Text excerpt:
"""

Files
sglang/docs/advanced_features/deterministic_inference.md

5.5 KiB

Deterministic Inference

Why Deterministic Inference Matters

Deterministic inference ensures consistent LLM outputs across runs, which is critical for:

  • Reinforcement Learning: Ensures consistent logprobs across runs, reducing stochastic noise and making RL training more stable, reproducible, and debuggable.
  • Testing & Debugging: Enables reproducible validation
  • Production: Improves reliability and user experience

Even with temperature=0, standard LLM inference can produce different outputs due to dynamic batching and varying reduction orders in GPU kernels.

The Root Cause of Non-Determinism

The main source is varying batch sizes. Different batch sizes cause GPU kernels to split reduction operations differently, leading to different addition orders. Due to floating-point non-associativity ((a + b) + c ≠ a + (b + c)), this produces different results even for identical inputs.

"""

Complete the following:
a – What does the deterministic inference page name as the main source of non-determinism?
b – Continue the deterministic inference page after its final sentence.

Extracted information:
"""

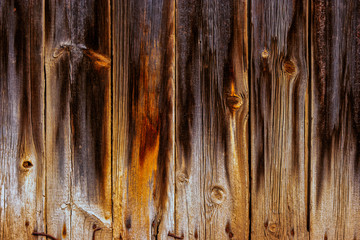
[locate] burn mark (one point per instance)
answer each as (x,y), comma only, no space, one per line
(27,164)
(289,67)
(336,88)
(165,103)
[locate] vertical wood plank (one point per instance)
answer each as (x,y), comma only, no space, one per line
(58,128)
(279,78)
(78,96)
(143,129)
(22,174)
(335,126)
(212,181)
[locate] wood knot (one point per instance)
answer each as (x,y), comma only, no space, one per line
(217,195)
(273,227)
(289,67)
(27,164)
(265,54)
(234,102)
(182,177)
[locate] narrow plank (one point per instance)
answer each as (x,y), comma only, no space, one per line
(335,126)
(22,174)
(212,181)
(143,129)
(279,80)
(225,111)
(78,97)
(189,194)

"""

Answers for each item:
a – Varying batch sizes.

b –
SGLang's Solution

Building on Thinking Machines Lab's batch-invariant operators, SGLang achieves fully deterministic inference while maintaining compatibility with chunked prefill, CUDA graphs, radix cache, and non-greedy sampling. The development roadmap for deterministic inference features can be found in this issue.

Supported Backends

Deterministic inference is only supported with the following three attention backends: FlashInfer, FlashAttention 3 (FA3), and Triton.

The following table shows feature compatibility for deterministic inference across different attention backends:

Attention Backend CUDA Graph Chunked Prefill Radix Cache Non-greedy Sampling (Temp > 0)
FlashInfer Yes Yes No Yes
FlashAttention 3 (FA3) Yes Yes Yes Yes
Triton Yes Yes Yes Yes

Usage

Basic Usage

Enable deterministic inference by adding the --enable-deterministic-inference flag:

python3 -m sglang.launch_server \
    --model-path Qwen/Qwen3-8B \
    --attention-backend fa3 \
    --enable-deterministic-inference

Server Arguments

Argument Type/Default Description
--enable-deterministic-inference flag; default: disabled Enable deterministic inference with batch-invariant operations
--attention-backend string; default: fa3 Choose attention backend (flashinfer, fa3, or triton)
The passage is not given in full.